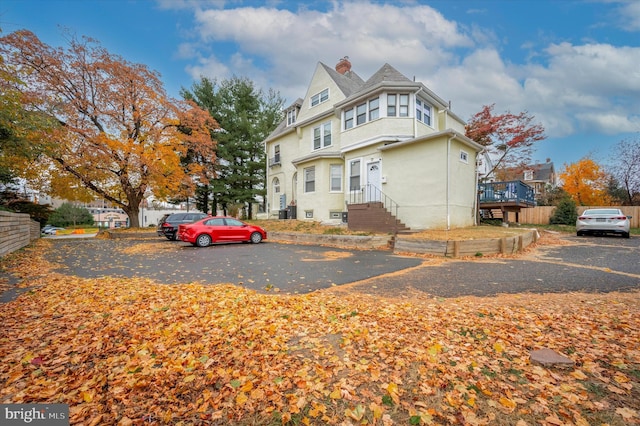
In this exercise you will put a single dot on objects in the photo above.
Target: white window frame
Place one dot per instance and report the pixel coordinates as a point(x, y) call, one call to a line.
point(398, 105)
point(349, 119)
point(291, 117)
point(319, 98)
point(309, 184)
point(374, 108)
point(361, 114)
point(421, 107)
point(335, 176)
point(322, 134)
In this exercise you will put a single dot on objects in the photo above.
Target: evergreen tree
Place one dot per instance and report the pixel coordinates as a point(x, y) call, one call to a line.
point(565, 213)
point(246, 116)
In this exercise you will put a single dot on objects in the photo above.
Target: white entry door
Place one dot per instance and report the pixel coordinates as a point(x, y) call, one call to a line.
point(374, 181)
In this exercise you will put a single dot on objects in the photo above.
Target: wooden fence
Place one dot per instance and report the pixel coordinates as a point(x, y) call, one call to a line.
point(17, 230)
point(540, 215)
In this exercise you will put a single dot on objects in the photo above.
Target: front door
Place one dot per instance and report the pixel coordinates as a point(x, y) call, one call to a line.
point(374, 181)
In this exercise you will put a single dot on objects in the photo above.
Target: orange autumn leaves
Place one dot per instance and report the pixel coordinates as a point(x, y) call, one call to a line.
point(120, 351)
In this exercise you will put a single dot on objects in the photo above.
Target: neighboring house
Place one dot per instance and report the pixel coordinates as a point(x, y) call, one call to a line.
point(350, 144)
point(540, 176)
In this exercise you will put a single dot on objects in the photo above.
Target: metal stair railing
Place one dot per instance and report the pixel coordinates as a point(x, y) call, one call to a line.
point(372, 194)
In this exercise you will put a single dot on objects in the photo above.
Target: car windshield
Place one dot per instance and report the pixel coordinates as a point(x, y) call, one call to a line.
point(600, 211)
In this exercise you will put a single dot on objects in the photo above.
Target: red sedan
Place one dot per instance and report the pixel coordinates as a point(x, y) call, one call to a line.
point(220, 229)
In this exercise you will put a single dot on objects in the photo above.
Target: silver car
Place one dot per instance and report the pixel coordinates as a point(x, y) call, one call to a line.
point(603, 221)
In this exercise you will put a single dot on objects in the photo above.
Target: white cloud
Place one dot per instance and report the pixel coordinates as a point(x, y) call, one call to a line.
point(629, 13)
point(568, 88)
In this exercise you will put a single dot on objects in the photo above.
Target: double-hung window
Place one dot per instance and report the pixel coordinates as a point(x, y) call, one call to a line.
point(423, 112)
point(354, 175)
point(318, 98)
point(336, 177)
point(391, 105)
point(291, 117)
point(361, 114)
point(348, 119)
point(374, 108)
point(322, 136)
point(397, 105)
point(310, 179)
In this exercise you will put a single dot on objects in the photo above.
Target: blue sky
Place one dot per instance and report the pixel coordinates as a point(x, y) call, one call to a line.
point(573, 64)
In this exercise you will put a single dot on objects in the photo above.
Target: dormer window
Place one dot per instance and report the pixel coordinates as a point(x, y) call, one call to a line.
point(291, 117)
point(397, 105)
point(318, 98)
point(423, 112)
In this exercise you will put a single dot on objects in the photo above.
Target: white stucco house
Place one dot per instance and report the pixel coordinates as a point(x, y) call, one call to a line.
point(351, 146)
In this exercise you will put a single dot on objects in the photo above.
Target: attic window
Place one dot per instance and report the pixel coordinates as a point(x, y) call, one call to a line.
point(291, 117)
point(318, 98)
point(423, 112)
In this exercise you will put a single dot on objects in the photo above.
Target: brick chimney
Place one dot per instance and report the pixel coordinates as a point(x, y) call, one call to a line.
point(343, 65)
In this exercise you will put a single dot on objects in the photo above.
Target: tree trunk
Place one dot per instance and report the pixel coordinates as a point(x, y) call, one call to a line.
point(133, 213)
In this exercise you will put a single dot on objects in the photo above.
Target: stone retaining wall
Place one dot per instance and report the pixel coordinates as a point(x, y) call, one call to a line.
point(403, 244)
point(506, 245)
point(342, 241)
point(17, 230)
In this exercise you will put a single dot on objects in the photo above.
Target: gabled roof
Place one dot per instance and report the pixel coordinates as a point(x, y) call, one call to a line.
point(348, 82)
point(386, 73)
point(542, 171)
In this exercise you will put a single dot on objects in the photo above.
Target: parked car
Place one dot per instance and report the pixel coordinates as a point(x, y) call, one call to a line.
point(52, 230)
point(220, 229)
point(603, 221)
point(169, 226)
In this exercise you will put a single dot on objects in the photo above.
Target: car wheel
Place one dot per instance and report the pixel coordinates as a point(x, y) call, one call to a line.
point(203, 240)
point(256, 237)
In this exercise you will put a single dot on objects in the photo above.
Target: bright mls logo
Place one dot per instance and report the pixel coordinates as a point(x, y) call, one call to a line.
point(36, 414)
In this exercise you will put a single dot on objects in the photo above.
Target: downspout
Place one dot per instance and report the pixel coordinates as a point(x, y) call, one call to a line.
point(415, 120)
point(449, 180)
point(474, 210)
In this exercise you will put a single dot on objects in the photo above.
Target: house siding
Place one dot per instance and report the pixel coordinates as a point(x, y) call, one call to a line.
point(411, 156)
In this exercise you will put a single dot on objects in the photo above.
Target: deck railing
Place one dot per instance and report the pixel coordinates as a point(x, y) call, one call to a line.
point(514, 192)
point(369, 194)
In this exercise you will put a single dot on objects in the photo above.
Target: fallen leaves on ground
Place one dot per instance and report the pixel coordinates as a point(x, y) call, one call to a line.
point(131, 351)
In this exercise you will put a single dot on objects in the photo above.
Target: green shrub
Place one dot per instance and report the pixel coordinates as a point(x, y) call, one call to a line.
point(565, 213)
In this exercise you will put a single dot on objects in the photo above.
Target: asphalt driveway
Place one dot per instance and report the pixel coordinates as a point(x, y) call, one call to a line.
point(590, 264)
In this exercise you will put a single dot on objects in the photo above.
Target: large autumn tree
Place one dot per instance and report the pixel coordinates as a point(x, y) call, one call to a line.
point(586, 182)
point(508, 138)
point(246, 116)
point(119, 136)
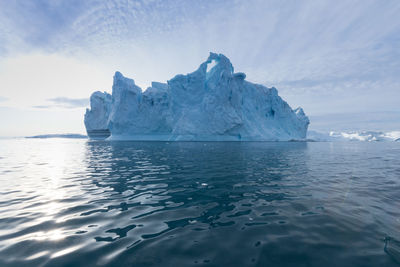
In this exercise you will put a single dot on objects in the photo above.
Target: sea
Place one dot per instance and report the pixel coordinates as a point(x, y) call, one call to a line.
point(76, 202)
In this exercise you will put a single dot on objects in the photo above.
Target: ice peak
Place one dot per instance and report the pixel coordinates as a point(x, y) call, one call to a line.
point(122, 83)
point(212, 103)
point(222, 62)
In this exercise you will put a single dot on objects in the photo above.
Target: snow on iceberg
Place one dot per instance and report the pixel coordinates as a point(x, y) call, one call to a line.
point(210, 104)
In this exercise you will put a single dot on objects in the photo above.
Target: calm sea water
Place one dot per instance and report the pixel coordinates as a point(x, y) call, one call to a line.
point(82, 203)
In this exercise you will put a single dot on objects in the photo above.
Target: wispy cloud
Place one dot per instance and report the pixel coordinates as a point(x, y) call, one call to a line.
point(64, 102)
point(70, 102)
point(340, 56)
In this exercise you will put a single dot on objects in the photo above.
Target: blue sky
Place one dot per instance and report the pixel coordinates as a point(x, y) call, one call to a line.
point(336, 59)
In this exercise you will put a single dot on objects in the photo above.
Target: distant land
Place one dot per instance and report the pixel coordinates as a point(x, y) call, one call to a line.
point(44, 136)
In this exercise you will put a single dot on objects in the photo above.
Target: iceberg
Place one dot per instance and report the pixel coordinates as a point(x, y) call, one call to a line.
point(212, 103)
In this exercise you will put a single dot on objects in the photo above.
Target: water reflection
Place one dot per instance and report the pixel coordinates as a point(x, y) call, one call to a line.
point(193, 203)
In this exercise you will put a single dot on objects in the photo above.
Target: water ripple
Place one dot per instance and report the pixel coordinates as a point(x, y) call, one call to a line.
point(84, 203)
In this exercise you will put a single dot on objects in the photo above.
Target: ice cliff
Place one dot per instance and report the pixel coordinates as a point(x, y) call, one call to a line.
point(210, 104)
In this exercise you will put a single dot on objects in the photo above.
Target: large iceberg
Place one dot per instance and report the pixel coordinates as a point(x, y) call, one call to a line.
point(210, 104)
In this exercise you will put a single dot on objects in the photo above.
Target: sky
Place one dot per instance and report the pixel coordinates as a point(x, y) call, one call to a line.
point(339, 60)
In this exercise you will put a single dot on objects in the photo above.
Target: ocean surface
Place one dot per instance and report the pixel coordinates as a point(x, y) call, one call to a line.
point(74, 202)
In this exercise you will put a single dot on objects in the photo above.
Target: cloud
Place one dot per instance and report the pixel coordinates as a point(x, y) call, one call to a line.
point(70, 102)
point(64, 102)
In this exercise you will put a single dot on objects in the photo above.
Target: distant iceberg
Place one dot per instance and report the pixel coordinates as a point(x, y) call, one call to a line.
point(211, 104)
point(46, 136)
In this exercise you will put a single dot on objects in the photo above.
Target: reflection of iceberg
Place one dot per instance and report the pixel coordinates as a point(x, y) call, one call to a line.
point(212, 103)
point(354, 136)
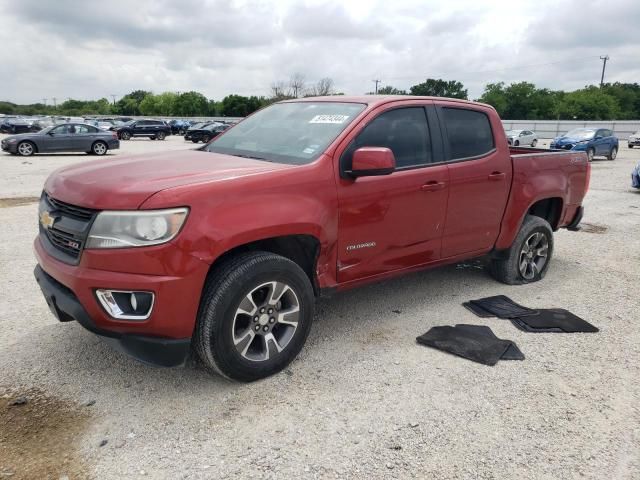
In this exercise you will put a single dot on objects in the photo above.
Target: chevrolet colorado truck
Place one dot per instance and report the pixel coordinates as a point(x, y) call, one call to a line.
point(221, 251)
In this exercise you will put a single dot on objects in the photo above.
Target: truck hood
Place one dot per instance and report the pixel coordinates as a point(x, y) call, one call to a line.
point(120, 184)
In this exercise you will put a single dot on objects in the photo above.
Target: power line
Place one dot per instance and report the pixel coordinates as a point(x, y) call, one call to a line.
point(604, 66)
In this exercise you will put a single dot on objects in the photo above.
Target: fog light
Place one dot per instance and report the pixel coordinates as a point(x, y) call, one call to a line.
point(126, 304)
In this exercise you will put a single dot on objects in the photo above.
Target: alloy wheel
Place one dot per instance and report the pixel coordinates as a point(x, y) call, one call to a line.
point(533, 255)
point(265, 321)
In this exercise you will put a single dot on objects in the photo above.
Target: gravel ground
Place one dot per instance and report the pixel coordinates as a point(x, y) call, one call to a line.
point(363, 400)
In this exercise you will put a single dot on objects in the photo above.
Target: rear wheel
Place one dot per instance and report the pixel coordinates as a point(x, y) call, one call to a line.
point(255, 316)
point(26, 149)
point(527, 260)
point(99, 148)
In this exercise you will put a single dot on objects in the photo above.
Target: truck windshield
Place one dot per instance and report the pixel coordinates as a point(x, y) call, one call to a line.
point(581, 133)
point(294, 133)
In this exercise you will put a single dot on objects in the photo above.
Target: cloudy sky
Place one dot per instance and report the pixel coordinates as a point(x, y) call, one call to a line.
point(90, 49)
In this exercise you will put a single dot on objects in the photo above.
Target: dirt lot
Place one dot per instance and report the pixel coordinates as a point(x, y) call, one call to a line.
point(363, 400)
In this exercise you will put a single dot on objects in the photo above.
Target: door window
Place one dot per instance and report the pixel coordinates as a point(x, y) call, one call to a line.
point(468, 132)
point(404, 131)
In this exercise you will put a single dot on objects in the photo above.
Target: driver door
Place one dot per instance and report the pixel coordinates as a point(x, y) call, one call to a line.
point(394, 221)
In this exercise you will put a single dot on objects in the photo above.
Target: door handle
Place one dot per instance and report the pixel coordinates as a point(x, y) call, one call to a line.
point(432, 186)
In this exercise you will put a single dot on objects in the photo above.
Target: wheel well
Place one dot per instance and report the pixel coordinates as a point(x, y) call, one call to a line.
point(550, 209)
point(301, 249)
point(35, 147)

----

WHAT YOU SHOULD DO:
Select every line of the records that contains the word "iceberg" and copy each one out in full.

SOLUTION BELOW:
Target: snow on iceberg
Target: iceberg
Target: large iceberg
Target: distant iceberg
Target: reflection of iceberg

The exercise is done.